- **Page extract**
########
When it comes to safeguarding the best interests of your child through child custody and visitation arrangements, Olsen & Olsen Attorneys at Law in Torrance stands as your reliable legal ally. Our dedicated team specializes in all areas of Family Law, ensuring compassionate and strategic advocacy for you and your family.

Child Custody in California

As children are our legacy, custody issues are generally the most important and contentious issues facing parties when relationships fail.


In California, custody and visitation arrangements are determined based on the best interests of the child. When parents separate or divorce, they may establish a parenting plan that addresses both legal custody and physical custody, as well as visitation schedules. Courts will award physical and legal custody to one or both of the parents.


Establishing paternity is essential in custody cases where the parties were not married. Read more on paternity here.

What is Legal Custody?

Legal custody refers to the authority to make decisions about the child's upbringing, including matters related to education, healthcare, and general welfare.

What are your options?

Legal custody can be joint (shared by both parents) or sole (vested in one parent). Joint legal custody is common unless circumstances indicate that it is not in the child's best interests.

What is Physical Custody?

Physical custody refers to the actual living arrangements of the child. It involves where the child will live and how time will be divided between the parents.

What are your options?

Physical custody can be joint (shared) or sole (one parent has primary physical custody). Physical custody can have a variety of different plans and time distributions to work with the best interest of the child and to work with the parents' schedules.
########
- **Dataset entries**
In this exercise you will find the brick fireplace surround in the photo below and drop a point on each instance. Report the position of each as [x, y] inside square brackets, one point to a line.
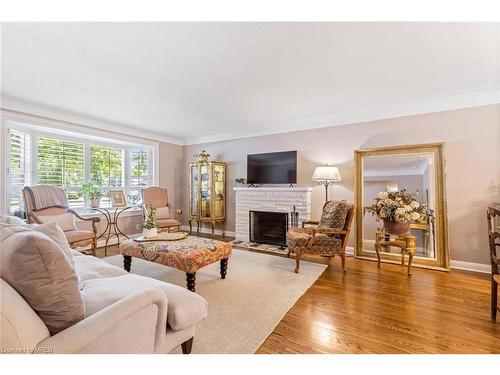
[272, 199]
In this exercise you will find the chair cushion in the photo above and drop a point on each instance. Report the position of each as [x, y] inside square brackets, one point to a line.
[36, 267]
[162, 213]
[184, 309]
[334, 214]
[65, 221]
[88, 267]
[78, 235]
[13, 220]
[163, 223]
[298, 237]
[324, 245]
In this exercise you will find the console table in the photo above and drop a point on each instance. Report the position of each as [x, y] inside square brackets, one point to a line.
[406, 242]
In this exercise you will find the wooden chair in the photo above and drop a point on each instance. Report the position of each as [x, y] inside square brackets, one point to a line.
[327, 237]
[158, 197]
[45, 200]
[494, 239]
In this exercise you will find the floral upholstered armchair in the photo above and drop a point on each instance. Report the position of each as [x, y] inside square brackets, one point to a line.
[45, 203]
[326, 237]
[167, 217]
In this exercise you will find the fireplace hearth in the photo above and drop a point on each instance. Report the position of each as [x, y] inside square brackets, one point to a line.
[268, 227]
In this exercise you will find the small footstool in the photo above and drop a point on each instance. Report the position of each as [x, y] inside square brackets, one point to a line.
[188, 255]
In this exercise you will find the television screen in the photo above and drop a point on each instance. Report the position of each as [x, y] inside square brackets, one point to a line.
[272, 168]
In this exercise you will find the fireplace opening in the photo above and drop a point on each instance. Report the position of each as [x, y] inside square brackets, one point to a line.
[268, 227]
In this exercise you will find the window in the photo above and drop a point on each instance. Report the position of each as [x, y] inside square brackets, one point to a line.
[106, 166]
[61, 163]
[37, 157]
[19, 167]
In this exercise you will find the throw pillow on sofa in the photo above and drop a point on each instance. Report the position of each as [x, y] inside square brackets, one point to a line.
[36, 267]
[55, 233]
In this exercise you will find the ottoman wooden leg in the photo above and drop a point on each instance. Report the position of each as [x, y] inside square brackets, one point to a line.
[223, 268]
[127, 262]
[191, 281]
[187, 346]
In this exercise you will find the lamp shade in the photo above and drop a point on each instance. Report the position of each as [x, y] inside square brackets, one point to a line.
[326, 173]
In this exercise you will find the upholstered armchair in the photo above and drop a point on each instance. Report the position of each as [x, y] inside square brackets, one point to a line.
[326, 237]
[168, 218]
[45, 203]
[494, 239]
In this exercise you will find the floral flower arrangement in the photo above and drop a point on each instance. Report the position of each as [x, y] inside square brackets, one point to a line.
[397, 206]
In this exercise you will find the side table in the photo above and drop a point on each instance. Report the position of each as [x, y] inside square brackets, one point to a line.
[406, 242]
[112, 229]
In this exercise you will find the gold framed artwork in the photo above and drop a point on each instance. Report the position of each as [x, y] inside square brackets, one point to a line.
[413, 169]
[117, 198]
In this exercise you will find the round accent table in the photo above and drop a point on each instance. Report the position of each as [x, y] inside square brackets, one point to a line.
[112, 229]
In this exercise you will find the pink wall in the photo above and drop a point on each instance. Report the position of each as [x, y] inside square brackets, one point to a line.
[472, 139]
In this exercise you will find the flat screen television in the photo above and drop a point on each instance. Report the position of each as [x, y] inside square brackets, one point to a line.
[272, 168]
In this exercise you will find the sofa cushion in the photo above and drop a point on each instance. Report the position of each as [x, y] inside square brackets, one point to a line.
[65, 221]
[184, 309]
[13, 220]
[55, 233]
[36, 267]
[88, 267]
[21, 327]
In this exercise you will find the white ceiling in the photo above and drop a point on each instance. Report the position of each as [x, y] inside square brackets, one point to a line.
[197, 82]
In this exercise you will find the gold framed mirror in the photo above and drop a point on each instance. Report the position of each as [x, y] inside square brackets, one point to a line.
[382, 177]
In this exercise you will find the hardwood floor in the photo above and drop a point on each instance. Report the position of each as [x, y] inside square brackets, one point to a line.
[383, 311]
[368, 310]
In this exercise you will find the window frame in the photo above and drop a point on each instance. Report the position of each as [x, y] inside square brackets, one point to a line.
[87, 136]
########
- **Tasks to perform**
• a. Retype the child custody page word for word, everything from "Child Custody in" down to "on paternity here.".
• b. Continue the text on child custody in California from the point where it ends.

- **Answers to each task**
• a.
Child Custody in California

As children are our legacy, custody issues are generally the most important and contentious issues facing parties when relationships fail.


In California, custody and visitation arrangements are determined based on the best interests of the child. When parents separate or divorce, they may establish a parenting plan that addresses both legal custody and physical custody, as well as visitation schedules. Courts will award physical and legal custody to one or both of the parents.


Establishing paternity is essential in custody cases where the parties were not married. Read more on paternity here.

• b.
How Do Courts Determine Custody and Visitation Schedules?

The guiding principle in custody and visitation decisions in California is the best interests of the child. Courts consider factors such as the child's age, health, relationship with each parent, and any history of domestic violence or substance abuse. A restraining order can have major impacts on custody, read more on restraining orders here.

Courts will sometimes order a minor's counsel to represent the interests of the child or children. They may also order a Parenting Plan Assessment (PPA1) to determine the best parenting plan available to a minor child.

The courts will use the evidence presented to them in hearings and the recommendations of minor's counsel or Parenting Plan Assessment to create a parenting plan.

It is important to have a lawyer properly present your interests and issues to ensure that you are able to have the proper custody time with your child.

Other Custody Issues

  • Holidays

    • Holidays can often be a point of contention between parents in determining custody issues. While holiday schedule may seem like a minor aspect of the custody schedule it in fact makes up close to 30 percent of the total custody time.

    • Holiday schedules often are designations of parenting time for all major all holidays, winter break and summer break. However, depending on your child's school district you may have additional time that would be prudent to put into any holiday time.

    • There may be other special days or other holidays you want added to your schedule, you may also want to allot weeks during the summer to have an uninterrupted vacation time.

  • Move Away Orders

    • If you plan to move or relocate even within Los Angeles County, you may need to file a move away request with the court and have the court approve of the change. These actions can take some time so it is important to file this action far before you plan to relocate.​

    • Conversely, if your child's other parent plans to move, it is important to defend your right to be able to see your child. Moving away can result in major changes to any existing custody schedule.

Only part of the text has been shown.